We hear a lot about how similar the human genome is compared to the chimpanzee genome. As I have discussed previously, if we compare the genomes one way, they are 72% identical. If we compare them another way, they more than 95% identical. If we compare them yet another way, they are 88-89% identical. That’s a wide range of results! Why can’t we say definitively how similar the human genome is to the chimpanzee genome? There are probably several reasons for this, but I want to highlight a basic one. Even though the human and chimpanzee genomes have been sequenced, we still don’t know them as well as you might think.
To understand why we don’t know these sequenced genomes very well, you need to know a bit about how DNA stores information. As most people know, DNA is a double helix. Each strand of this double helix has a sequence of chemical units called nucleotide bases. There are four different nucleotide bases: adenine (A), thymine (T), cytosine (C), and guanine (G). Taken three at a time, these four nucleotide bases code for a specific kind of chemical called an amino acid. The two strands of the double helix hold together because the nucleotide bases on one strand link up with the nucleotide bases on the other strand.
As shown in the illustration above, the way the nucleotide bases link up is very specific. Adenine (A) links only to thymine (T), and cytosine (C) links only to guanine (G). Because of this, if you know the sequence on one strand of DNA, you automatically know the sequence on the other strand. After all, A can only link to T, so anywhere one strand has an A, the other strand must have a T. In the same way, C can only link to G, so anywhere one strand has a C, the other strand must have a G. So the two strands of the DNA double helix are held together by pairs of nucleotide bases.
As a result, we count the length of a genome in terms of how many base pairs there are. The illustration above, for example, has 14 base pairs (the black G is hiding a C behind it, and the black A is hiding a T behind it). Obviously, then, the larger the number of base pairs in the genome, the longer the genome is. Believe it or not, even though the human and chimpanzee genomes have been sequenced, we don’t know for sure how long either of them are!
When a genome is sequenced, scientists don’t start at the beginning and determine each base pair until they get to the end. We can’t analyze DNA that way. Instead, we take the DNA and chop it up into little chunks that are generally less than 1,000 base pairs long. When that happens, the order of these chunks is lost. As a result, a sequenced genome just consists of a lot of chunks. The scientists then try to piece those chunks together by looking for regions of overlap among the chunks. This is called “genome assembly,” and it is a terribly difficult thing to do.
With all that information under our belts, let’s look at the human genome as reported by the Ensembl Project, a joint effort between the European Bioinformatics Institute and the Wellcome Trust Sanger Institute. There are two ways to count the number of base pairs in a genome. First, you can just count the number of base pairs that are found amongst the chunks that have been analyzed. According to Ensembl, there are 3,286,906,305 base pairs in the human genome. However, there is another way you can count the number of base pairs. You can look at the genome assembly that was done, and count the base pairs that are thought to be in that assembly. The Ensembl project calls this the “Golden Path Length,” and based on that method, there are 3,101,804,739 base pairs in the human genome. If we really knew the human genome, those two numbers would be the same. Thus, the difference between the numbers (about 6%) gives us an idea of how well we know the human genome.
**********
** Instructions for the task **
Print everything in the genome text from "To understand why" down to "bases on the other strand.", word for word.

** Data provided **
**********
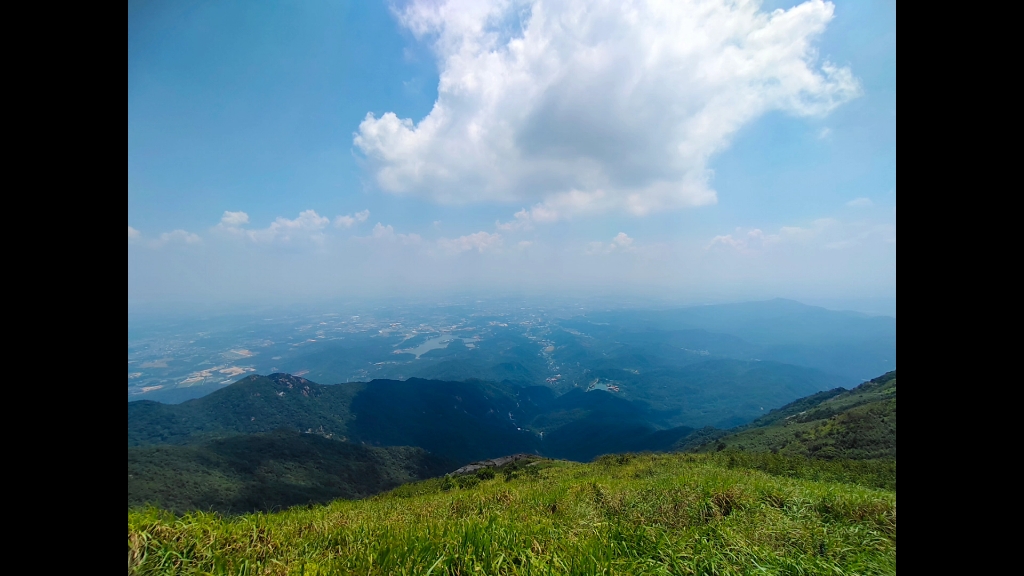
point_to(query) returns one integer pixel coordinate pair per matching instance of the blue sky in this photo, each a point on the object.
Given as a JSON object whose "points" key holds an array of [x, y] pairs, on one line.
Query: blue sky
**********
** Solution to this problem **
To understand why we don’t know these sequenced genomes very well, you need to know a bit about how DNA stores information. As most people know, DNA is a double helix. Each strand of this double helix has a sequence of chemical units called nucleotide bases. There are four different nucleotide bases: adenine (A), thymine (T), cytosine (C), and guanine (G). Taken three at a time, these four nucleotide bases code for a specific kind of chemical called an amino acid. The two strands of the double helix hold together because the nucleotide bases on one strand link up with the nucleotide bases on the other strand.